▶ EXCERTO DO TEXTO:
_ _ _ _ _

João Aníbal Henriques, 19.05.19



 
 
por João Aníbal Henriques
 
Sítios especiais rimam geralmente com memórias únicas e inolvidáveis. É o que acontece na Aldeia do Penedo, junto a Colares, no Concelho de Sintra. Ali, no cimo de uma penedia vincada pelo guinchar permanente do vento, cruza-se a versão pagã original dos cultos anímicos ancestrais com a mística sagrada do Cristianismo mais recente… e se o touro morre às mãos do povo, é a sua carne que alimenta o corpo e a Alma do Imperador, Senhor do Espírito Santo. Vale a pena conhecer este recanto mágico de Portugal.
 
 
 
 
 
Perderam-se no tempos as informações fidedignas sobre a origem da Aldeia do Penedo, em Colares. A documentação histórica, marcada pelos tempos em que o registo já era prática comum, leva-nos directamente para o Século XVI, quando no primeiro numeramento oficial realizado em Portugal, se registava um total de 34 vizinhos a residir no Penedo.
 
Mas este número de habitantes, indicador potencial de uma aldeia já com certo peso histórico, contradiz de sobremaneira os sinais existentes no terreno, que denotam uma origem remota e muito longínqua para a generalidade das mais antigas construções que ali encontramos.
 
No ciclo das construções e das reconstruções, temos então uma Aldeia do Penedo cuja principal marca surge associada à documentação mas, não só pelas evidências arqueológicas como até pela etnografia do local, tudo aponta para uma origem muito mais antiga deste local.
 
A Capela do Penedo, com um duplo orago dedicado a Santo António e a Nossa Senhora das Mercês, foi instituída em 1547 por Francisco Nunes Dias e sua mulher Maria dos Anjos Gonçalves. Através desta instituição, procuraram apaziguar a ira dos deuses, através de um acto de entrega simbólica de uma parte substancial dos seus haveres aos irmãozinhos mais desafortunados pela vida que habitavam naquele lugar.
 
Com decoração opressivamente marcada pela azulejaria polícroma representando hagiograficamente o santo lisboeta, todo o interior do templo transparece da ligeireza formal dos templos de origem chã da região saloia. O Altar Mor, com as imagens de Santo António e de Nossa Senhora das Mercês, cumpre o duplo efeito de recuperar as principais memórias religiosas do povo que frequente o templo e, em épocas festivas, de servir de cenário para a coroação imperial votiva do Império do Espírito Santo.

_ _ _ _ _

▶ REGISTOS EXTRAÍDOS:

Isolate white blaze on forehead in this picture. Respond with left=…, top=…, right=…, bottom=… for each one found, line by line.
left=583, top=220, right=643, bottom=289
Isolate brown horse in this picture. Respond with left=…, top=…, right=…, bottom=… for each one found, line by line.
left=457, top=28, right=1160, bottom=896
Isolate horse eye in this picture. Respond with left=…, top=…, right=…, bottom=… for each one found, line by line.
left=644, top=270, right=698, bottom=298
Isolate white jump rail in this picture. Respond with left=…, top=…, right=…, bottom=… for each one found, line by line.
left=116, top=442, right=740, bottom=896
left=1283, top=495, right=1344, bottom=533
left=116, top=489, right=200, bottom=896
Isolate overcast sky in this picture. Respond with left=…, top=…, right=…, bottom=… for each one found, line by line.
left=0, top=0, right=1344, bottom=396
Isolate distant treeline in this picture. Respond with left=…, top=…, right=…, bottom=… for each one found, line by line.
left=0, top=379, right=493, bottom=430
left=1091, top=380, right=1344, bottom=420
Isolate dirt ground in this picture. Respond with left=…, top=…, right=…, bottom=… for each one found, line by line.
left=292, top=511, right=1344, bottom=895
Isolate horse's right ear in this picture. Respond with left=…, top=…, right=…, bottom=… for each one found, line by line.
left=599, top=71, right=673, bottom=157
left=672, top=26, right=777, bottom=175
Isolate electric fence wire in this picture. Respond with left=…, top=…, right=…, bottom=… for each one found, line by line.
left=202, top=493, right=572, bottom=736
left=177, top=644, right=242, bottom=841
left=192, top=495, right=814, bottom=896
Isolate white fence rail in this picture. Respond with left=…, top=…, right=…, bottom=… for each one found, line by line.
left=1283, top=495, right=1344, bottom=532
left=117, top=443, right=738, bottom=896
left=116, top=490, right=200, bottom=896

_ _ _ _ _

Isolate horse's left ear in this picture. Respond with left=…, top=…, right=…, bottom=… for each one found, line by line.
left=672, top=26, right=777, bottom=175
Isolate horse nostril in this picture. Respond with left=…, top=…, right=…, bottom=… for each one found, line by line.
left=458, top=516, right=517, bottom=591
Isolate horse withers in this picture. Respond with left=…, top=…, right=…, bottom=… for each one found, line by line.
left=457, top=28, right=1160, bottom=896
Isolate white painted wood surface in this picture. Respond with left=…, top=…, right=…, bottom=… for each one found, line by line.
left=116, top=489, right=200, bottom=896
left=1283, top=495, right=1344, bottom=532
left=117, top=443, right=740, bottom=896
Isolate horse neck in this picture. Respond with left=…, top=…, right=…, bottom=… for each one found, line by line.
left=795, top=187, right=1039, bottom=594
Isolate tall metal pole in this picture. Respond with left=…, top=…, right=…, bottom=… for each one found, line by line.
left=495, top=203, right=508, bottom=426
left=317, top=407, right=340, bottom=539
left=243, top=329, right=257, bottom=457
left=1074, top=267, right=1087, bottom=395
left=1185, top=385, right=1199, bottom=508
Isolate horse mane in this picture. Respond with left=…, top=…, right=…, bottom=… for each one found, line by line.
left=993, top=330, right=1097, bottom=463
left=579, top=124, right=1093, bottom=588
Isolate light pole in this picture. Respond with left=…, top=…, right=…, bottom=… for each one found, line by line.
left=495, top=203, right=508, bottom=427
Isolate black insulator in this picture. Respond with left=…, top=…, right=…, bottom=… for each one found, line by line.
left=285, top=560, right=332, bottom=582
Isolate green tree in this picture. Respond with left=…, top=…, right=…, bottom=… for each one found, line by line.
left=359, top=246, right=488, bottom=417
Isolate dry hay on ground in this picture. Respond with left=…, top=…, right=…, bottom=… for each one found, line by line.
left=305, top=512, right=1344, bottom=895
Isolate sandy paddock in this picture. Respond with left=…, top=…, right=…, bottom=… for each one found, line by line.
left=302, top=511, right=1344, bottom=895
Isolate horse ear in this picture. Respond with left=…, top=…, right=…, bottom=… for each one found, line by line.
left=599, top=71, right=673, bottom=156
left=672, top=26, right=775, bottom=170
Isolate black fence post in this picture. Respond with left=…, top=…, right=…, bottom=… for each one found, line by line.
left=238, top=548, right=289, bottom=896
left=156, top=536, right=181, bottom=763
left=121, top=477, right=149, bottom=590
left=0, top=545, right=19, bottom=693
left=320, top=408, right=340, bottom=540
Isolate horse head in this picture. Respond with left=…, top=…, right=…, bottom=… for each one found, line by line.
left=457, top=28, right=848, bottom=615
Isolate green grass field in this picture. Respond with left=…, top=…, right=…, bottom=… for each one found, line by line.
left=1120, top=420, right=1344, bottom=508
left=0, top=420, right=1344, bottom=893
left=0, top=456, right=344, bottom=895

_ _ _ _ _

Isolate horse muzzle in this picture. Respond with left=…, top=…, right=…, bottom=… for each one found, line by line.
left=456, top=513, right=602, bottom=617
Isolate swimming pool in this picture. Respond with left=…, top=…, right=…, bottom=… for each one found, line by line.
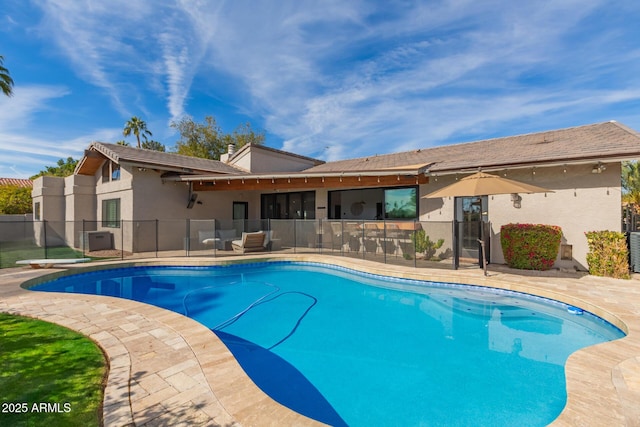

_ _ _ _ _

▶ TRABALHO A REALIZAR:
a: Reproduza o excerto sobre a Aldeia do Penedo entre "No ciclo das" e "antiga deste local.", inclusive.
b: Segundo o excerto sobre a Aldeia do Penedo, em que ano foi instituída a Capela do Penedo e por quem?
c: Enumere todos os nomes de localidades, concelhos e países referidos no excerto sobre a Aldeia do Penedo.

▶ RESPOSTAS:
a:
No ciclo das construções e das reconstruções, temos então uma Aldeia do Penedo cuja principal marca surge associada à documentação mas, não só pelas evidências arqueológicas como até pela etnografia do local, tudo aponta para uma origem muito mais antiga deste local.

b: Em 1547, por Francisco Nunes Dias e pela sua mulher Maria dos Anjos Gonçalves.

c: Aldeia do Penedo, Colares, Concelho de Sintra, Portugal